Rewrite the data below as a JSON list of strings with one string per line, skipping blank lines and leaving out the pictures.
* begin MATERIALS PROVIDED *
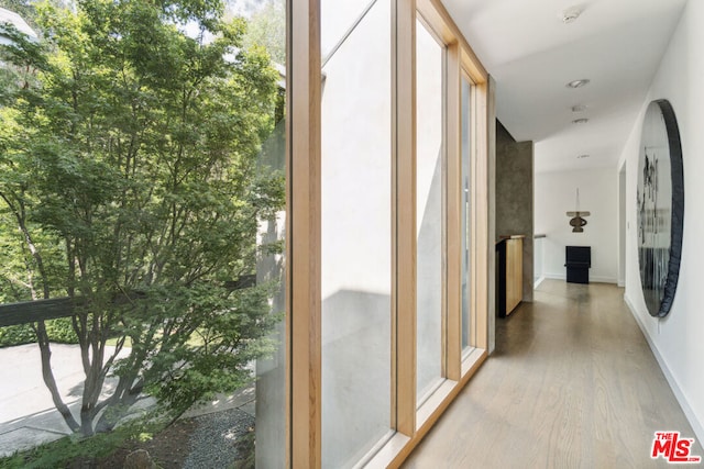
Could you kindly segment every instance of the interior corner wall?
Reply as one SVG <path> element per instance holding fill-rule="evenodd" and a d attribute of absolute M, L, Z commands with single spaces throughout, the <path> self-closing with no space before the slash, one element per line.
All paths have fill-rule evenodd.
<path fill-rule="evenodd" d="M 524 301 L 532 301 L 534 144 L 516 142 L 496 122 L 496 237 L 525 235 Z M 498 241 L 498 239 L 495 239 Z"/>
<path fill-rule="evenodd" d="M 488 353 L 496 348 L 496 256 L 494 243 L 496 239 L 496 81 L 488 77 L 487 81 L 487 124 L 488 124 Z"/>
<path fill-rule="evenodd" d="M 704 442 L 704 2 L 690 1 L 653 78 L 640 116 L 624 148 L 626 163 L 626 301 L 688 415 L 696 438 Z M 684 236 L 674 302 L 664 319 L 648 314 L 638 269 L 636 186 L 640 129 L 648 103 L 668 99 L 676 114 L 684 164 Z M 686 435 L 691 436 L 691 435 Z"/>
<path fill-rule="evenodd" d="M 591 246 L 590 281 L 618 280 L 618 179 L 614 168 L 536 174 L 536 233 L 544 234 L 543 271 L 549 279 L 564 280 L 565 246 Z M 590 211 L 583 233 L 572 233 L 566 212 Z"/>

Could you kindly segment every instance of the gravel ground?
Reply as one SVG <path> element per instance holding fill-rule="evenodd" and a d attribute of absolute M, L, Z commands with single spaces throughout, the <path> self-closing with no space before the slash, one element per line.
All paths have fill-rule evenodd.
<path fill-rule="evenodd" d="M 184 469 L 232 468 L 243 445 L 238 440 L 254 428 L 254 417 L 239 409 L 200 415 L 190 436 L 190 454 Z"/>

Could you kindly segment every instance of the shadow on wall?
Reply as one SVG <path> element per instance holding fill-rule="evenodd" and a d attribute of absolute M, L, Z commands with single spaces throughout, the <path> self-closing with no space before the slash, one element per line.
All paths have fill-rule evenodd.
<path fill-rule="evenodd" d="M 391 297 L 340 290 L 322 311 L 323 460 L 350 467 L 391 427 Z"/>

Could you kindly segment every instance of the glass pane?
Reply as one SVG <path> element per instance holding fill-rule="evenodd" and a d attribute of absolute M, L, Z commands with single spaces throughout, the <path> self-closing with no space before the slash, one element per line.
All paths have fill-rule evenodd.
<path fill-rule="evenodd" d="M 442 377 L 444 47 L 420 21 L 416 41 L 417 395 L 421 404 Z"/>
<path fill-rule="evenodd" d="M 376 0 L 320 0 L 320 49 L 330 58 L 350 30 L 370 11 Z"/>
<path fill-rule="evenodd" d="M 471 276 L 470 276 L 470 247 L 472 233 L 472 205 L 470 198 L 470 137 L 471 137 L 471 118 L 470 118 L 470 82 L 462 77 L 462 350 L 470 347 L 470 294 Z"/>
<path fill-rule="evenodd" d="M 326 468 L 353 466 L 391 427 L 391 24 L 378 0 L 322 70 Z"/>
<path fill-rule="evenodd" d="M 243 2 L 10 2 L 0 457 L 285 465 L 286 9 Z"/>

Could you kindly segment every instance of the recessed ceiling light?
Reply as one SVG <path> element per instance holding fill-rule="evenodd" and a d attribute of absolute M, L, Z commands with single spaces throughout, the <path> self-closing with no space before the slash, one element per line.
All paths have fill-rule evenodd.
<path fill-rule="evenodd" d="M 564 24 L 569 24 L 580 18 L 580 14 L 582 14 L 582 10 L 579 7 L 572 7 L 560 13 L 560 19 Z"/>
<path fill-rule="evenodd" d="M 582 88 L 584 85 L 588 83 L 590 80 L 587 78 L 582 78 L 581 80 L 570 81 L 565 85 L 568 88 Z"/>

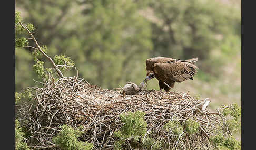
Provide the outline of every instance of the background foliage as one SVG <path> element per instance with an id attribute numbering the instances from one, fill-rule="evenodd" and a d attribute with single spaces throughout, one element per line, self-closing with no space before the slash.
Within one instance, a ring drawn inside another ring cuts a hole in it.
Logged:
<path id="1" fill-rule="evenodd" d="M 176 88 L 210 98 L 212 109 L 241 105 L 241 1 L 143 1 L 16 0 L 16 10 L 32 24 L 29 28 L 47 55 L 70 57 L 80 77 L 92 84 L 113 89 L 127 81 L 139 84 L 149 57 L 198 57 L 194 80 Z M 33 69 L 36 54 L 21 47 L 34 44 L 15 39 L 19 92 L 35 85 L 32 79 L 41 79 Z M 40 60 L 45 63 L 34 66 L 39 74 L 51 67 L 44 57 Z M 74 69 L 65 75 L 76 74 Z M 148 88 L 159 90 L 157 81 L 152 80 Z"/>

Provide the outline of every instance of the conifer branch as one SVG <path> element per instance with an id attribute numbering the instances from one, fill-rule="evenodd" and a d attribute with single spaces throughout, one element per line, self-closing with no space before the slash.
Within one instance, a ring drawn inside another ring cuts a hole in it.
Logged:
* end MATERIALS PROVIDED *
CORRECT RESULT >>
[
  "Could you kindly segment every instance of the interior corner wall?",
  "Reply as one SVG <path> element per instance holding fill-rule=\"evenodd\" and a d attribute of absolute M, L, Z commands with single spaces throughout, the <path> self-closing with no space before the slash, one element per line.",
  "All paths have fill-rule evenodd.",
  "<path fill-rule=\"evenodd\" d=\"M 524 301 L 532 301 L 534 144 L 516 142 L 496 122 L 496 237 L 525 235 Z M 498 241 L 498 239 L 495 239 Z\"/>",
  "<path fill-rule=\"evenodd\" d=\"M 488 353 L 496 348 L 496 256 L 494 243 L 496 239 L 496 81 L 488 77 L 487 81 L 487 124 L 488 124 Z\"/>",
  "<path fill-rule=\"evenodd\" d=\"M 704 442 L 704 2 L 690 1 L 653 78 L 640 116 L 624 148 L 626 163 L 626 301 L 688 415 L 696 438 Z M 684 236 L 674 302 L 664 319 L 648 314 L 638 269 L 636 186 L 640 129 L 648 103 L 668 99 L 676 114 L 684 164 Z M 686 435 L 691 436 L 691 435 Z\"/>",
  "<path fill-rule=\"evenodd\" d=\"M 591 246 L 590 281 L 618 280 L 618 179 L 614 168 L 536 174 L 536 233 L 544 234 L 543 271 L 549 279 L 564 280 L 565 246 Z M 590 211 L 583 233 L 572 233 L 566 212 Z\"/>",
  "Could you kindly segment every instance of the gravel ground?",
  "Reply as one SVG <path> element per instance holding fill-rule=\"evenodd\" and a d attribute of absolute M, L, Z commands with single spaces throughout, the <path> self-closing with no space before the slash, one element per line.",
  "All paths have fill-rule evenodd.",
  "<path fill-rule=\"evenodd\" d=\"M 184 469 L 232 468 L 243 445 L 238 440 L 254 428 L 254 417 L 239 409 L 200 415 L 190 436 L 190 454 Z\"/>",
  "Could you kindly segment every instance of the shadow on wall?",
  "Reply as one SVG <path> element per instance holding fill-rule=\"evenodd\" and a d attribute of absolute M, L, Z commands with single spaces throughout, the <path> self-closing with no space before the slash, one element per line.",
  "All paths have fill-rule evenodd.",
  "<path fill-rule=\"evenodd\" d=\"M 391 297 L 340 290 L 322 311 L 323 460 L 350 467 L 391 427 Z\"/>",
  "Could you kindly segment every instance of the glass pane?",
  "Reply as one SVG <path> element per instance holding fill-rule=\"evenodd\" and a d attribute of absolute M, L, Z commands with single spaces throughout, the <path> self-closing with no space before the slash, one element per line.",
  "All paths have fill-rule evenodd.",
  "<path fill-rule=\"evenodd\" d=\"M 442 377 L 444 47 L 420 21 L 416 41 L 417 395 L 421 404 Z\"/>",
  "<path fill-rule=\"evenodd\" d=\"M 376 0 L 320 0 L 320 49 L 330 58 L 350 30 L 370 11 Z\"/>",
  "<path fill-rule=\"evenodd\" d=\"M 471 276 L 470 276 L 470 247 L 472 233 L 472 205 L 470 198 L 470 137 L 471 137 L 471 118 L 470 118 L 470 82 L 462 77 L 462 350 L 470 347 L 470 294 Z\"/>",
  "<path fill-rule=\"evenodd\" d=\"M 326 468 L 353 466 L 391 427 L 391 24 L 378 0 L 322 70 Z\"/>",
  "<path fill-rule=\"evenodd\" d=\"M 243 2 L 10 2 L 0 457 L 285 465 L 286 9 Z\"/>",
  "Could you kindly segment every instance of the recessed ceiling light?",
  "Reply as one SVG <path> element per instance holding fill-rule=\"evenodd\" and a d attribute of absolute M, L, Z commands with single spaces throughout, the <path> self-closing with no space before the slash, one element per line.",
  "All paths have fill-rule evenodd.",
  "<path fill-rule=\"evenodd\" d=\"M 564 24 L 569 24 L 580 18 L 580 14 L 582 14 L 582 10 L 579 7 L 572 7 L 560 13 L 560 19 Z\"/>",
  "<path fill-rule=\"evenodd\" d=\"M 582 88 L 584 85 L 588 83 L 590 80 L 587 78 L 582 78 L 581 80 L 570 81 L 565 85 L 568 88 Z\"/>",
  "Provide the outline of every instance of the background foliage as one SVG <path> element per instance with an id attribute numbering the instances from one, fill-rule=\"evenodd\" and a d attribute with single spaces throughout, one element per line, self-closing with no space before the slash.",
  "Within one instance, a ring drawn inside another ring cuts a hole in it.",
  "Logged:",
  "<path id=\"1\" fill-rule=\"evenodd\" d=\"M 176 88 L 210 98 L 212 109 L 241 105 L 241 1 L 143 1 L 16 0 L 16 10 L 32 24 L 29 28 L 47 55 L 70 57 L 80 77 L 92 84 L 113 89 L 127 81 L 139 84 L 149 57 L 198 57 L 194 80 Z M 33 69 L 36 54 L 21 47 L 34 44 L 15 39 L 19 92 L 35 85 L 32 79 L 41 79 Z M 40 60 L 45 63 L 34 66 L 39 74 L 51 67 L 44 57 Z M 74 69 L 65 75 L 76 74 Z M 148 88 L 159 90 L 157 81 L 152 80 Z\"/>",
  "Provide the outline of every instance of the conifer branch as one SVG <path> element per instance with an id attribute numbering the instances from one, fill-rule=\"evenodd\" and a d attribute with single spaces throughout, one element per line, self-closing with no space before the slash.",
  "Within one instance, a ring drawn inside another ring cuts a hole in it.",
  "Logged:"
]